Según el texto sobre el llamado de los primeros discípulos, ¿dónde estaba Natanael cuando Jesús lo vio antes de que Felipe lo llamara?

--- Texto citado ---

Al ver llegar a Natanael, Jesús dijo: «Este es un verdadero israelita, un hombre sin doblez».
«¿De dónde me conoces?», le preguntó Natanael. Jesús le respondió: «Yo te vi antes que Felipe te llamara, cuando estabas debajo de la higuera».
Natanael le respondió: «Maestro, tú eres el hijo de Dios, tú eres el Rey de Israel».
Jesús continuó: «Porque te dije: "Te vi debajo de la higuera", crees. Verás cosas más grandes todavía».
Y agregó: «Les aseguro que verán el cielo abierto, y a los ángeles de Dios subir y bajar sobre el Hijo del hombre».


Llamado de los primeros discípulos (1, 35-51)
O. de Berrager, Cap. 3, p. 18

En este pasaje, vemos la gran frescura de los inicios. Un carácter juvenil, no solamente a causa de la edad de las personas que ahí se interpelan una a la otra, sino de la amistad naciente entre Jesús y estos primeros compañeros galileos que lo conocen y van a unirse a sus pasos. Todo pasa en la mirada: Jesús ve que lo siguen… Mirándolos fijamente, Jesús dice… Jesús ve a Natanael que viene hacia él… Cuando estabas debajo la higuera, te vi. Estos hombres, a su vez, son llamados a “venir y ver”.
«¿Qué quieren?»
«Rabbí, ¿dónde vives?»
«Vengan y lo verán»
Fueron, vieron dónde vivía y se quedaron con él ese día.
Era alrededor de las cuatro de la tarde.

--- Datos proporcionados ---

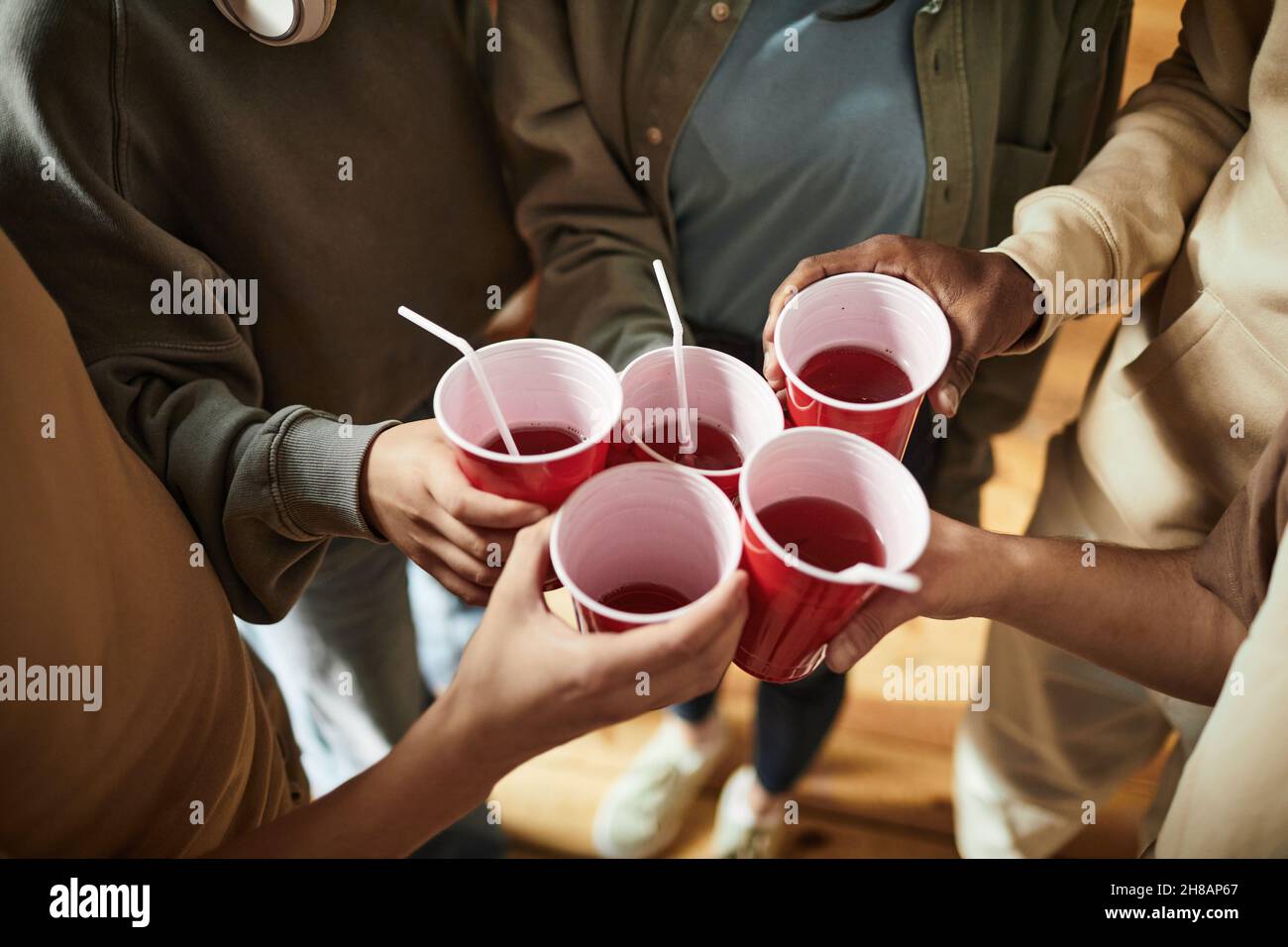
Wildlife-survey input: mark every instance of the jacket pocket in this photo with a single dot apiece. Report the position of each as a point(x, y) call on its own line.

---

_Resultado del ejercicio:_ Debajo de la higuera.